[Collected data]
####

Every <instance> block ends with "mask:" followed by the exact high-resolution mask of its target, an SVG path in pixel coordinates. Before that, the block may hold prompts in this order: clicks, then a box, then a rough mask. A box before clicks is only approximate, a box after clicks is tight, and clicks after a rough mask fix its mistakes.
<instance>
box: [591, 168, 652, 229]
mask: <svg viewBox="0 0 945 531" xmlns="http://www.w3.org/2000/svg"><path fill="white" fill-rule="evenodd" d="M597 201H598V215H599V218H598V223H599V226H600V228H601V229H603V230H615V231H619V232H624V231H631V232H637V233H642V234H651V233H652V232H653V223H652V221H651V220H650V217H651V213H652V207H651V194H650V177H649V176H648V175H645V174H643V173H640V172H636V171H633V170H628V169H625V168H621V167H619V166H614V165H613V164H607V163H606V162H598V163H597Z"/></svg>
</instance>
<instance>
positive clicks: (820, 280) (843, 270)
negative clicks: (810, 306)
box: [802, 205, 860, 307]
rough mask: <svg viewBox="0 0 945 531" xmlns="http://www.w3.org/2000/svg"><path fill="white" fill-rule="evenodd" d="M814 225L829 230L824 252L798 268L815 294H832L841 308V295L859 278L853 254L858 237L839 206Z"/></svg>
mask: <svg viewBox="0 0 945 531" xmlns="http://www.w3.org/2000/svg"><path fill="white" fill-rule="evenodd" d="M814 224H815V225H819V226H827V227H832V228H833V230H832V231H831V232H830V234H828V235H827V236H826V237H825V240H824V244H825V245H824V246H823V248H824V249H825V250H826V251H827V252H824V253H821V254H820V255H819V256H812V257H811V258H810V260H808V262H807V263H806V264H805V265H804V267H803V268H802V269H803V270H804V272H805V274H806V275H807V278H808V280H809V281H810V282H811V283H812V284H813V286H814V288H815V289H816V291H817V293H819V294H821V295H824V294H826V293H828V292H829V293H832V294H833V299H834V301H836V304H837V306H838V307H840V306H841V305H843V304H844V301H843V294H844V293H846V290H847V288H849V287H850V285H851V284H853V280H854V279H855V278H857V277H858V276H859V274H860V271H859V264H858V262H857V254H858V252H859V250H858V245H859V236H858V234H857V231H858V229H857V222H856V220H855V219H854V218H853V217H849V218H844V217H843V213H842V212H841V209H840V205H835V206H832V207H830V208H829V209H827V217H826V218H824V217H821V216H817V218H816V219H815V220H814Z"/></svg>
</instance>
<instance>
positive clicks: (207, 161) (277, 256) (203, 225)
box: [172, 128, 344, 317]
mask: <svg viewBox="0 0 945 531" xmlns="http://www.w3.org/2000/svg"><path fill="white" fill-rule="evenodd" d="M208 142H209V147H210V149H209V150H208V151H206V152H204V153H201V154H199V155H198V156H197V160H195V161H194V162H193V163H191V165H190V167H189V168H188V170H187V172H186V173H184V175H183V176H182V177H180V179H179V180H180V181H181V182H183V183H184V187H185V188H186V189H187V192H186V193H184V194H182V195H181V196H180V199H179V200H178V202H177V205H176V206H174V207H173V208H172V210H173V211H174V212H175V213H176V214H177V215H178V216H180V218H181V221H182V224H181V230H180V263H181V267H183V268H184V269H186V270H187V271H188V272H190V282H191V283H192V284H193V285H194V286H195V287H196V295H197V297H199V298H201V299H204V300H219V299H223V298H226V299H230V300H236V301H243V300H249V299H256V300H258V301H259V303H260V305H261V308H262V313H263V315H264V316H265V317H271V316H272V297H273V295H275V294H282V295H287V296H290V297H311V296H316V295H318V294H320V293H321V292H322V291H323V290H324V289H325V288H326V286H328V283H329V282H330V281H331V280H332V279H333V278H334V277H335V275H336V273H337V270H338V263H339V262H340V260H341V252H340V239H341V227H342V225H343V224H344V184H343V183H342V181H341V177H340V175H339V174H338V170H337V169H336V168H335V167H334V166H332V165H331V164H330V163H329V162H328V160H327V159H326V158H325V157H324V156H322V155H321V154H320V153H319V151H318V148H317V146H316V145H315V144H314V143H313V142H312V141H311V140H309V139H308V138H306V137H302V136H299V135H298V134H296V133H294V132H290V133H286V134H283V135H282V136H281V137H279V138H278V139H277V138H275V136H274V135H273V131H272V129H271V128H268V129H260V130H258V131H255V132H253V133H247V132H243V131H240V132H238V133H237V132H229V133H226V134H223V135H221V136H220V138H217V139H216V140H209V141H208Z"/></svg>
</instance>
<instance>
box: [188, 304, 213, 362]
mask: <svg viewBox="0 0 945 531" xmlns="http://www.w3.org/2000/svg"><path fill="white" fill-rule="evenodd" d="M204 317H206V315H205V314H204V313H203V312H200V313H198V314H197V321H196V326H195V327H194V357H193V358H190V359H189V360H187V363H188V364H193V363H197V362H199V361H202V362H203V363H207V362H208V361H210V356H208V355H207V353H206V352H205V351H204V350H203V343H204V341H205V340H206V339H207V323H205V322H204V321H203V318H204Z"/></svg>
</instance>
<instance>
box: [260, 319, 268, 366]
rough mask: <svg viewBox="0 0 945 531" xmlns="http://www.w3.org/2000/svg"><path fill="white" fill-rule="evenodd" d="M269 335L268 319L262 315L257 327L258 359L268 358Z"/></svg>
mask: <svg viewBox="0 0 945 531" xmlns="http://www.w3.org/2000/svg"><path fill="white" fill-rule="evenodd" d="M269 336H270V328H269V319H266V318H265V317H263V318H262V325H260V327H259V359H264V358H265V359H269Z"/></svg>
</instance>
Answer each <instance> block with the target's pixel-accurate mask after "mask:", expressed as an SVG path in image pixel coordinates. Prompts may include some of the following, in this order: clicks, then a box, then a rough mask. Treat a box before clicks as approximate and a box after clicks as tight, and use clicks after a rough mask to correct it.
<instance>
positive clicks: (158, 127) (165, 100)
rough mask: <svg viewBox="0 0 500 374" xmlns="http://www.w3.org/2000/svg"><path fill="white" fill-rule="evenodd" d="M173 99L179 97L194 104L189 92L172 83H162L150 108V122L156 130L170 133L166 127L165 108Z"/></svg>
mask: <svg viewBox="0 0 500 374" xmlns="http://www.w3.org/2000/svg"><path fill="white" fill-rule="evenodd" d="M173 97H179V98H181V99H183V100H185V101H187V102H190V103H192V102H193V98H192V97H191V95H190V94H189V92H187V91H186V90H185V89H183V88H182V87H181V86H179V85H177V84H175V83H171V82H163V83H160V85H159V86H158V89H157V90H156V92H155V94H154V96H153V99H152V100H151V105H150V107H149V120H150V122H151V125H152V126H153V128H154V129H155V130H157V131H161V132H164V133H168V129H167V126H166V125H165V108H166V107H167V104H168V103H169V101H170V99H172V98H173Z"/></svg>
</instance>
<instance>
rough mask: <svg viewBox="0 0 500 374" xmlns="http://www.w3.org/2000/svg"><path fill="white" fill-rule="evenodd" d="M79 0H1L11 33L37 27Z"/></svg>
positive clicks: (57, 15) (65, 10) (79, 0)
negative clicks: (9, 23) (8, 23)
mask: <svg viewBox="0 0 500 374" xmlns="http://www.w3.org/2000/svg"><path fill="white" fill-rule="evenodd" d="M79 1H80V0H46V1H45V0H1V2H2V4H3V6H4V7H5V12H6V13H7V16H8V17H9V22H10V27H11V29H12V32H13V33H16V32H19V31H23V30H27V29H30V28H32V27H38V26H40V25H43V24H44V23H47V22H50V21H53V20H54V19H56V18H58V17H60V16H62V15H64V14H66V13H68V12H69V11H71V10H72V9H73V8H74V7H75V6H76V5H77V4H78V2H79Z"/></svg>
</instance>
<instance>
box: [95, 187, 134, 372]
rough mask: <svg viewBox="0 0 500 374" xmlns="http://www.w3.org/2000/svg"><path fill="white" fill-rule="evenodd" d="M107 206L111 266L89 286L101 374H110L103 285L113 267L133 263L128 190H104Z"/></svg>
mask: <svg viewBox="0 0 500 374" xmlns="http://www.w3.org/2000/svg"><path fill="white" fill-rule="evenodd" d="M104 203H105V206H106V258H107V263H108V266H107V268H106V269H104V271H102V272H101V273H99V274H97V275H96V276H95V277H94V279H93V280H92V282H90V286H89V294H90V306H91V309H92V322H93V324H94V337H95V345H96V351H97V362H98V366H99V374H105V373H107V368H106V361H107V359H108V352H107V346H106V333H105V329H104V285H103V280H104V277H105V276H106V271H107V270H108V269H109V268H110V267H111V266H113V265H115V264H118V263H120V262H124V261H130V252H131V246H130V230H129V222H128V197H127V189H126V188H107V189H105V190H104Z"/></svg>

####

Your assignment: From the records, copy out each line that includes the string "then".

Response for this exercise:
Every <instance> block ends with "mask:" followed by the exact high-resolution mask of its target, an SVG path in pixel coordinates. Before that, the block may hold prompts in this order: clicks, then a box, then a rough mask. A box before clicks is only approximate, a box after clicks is tight, and clicks after a rough mask fix its mistakes.
Answer each <instance> block with the target's pixel-accurate mask after "mask:", expressed as an SVG path in image pixel coordinates. Prompts may include some of the following, in this order: clicks, then a box, then a rough mask. Treat a box before clicks as approximate and a box after clicks as tight, and use clicks after a rough mask to correct it.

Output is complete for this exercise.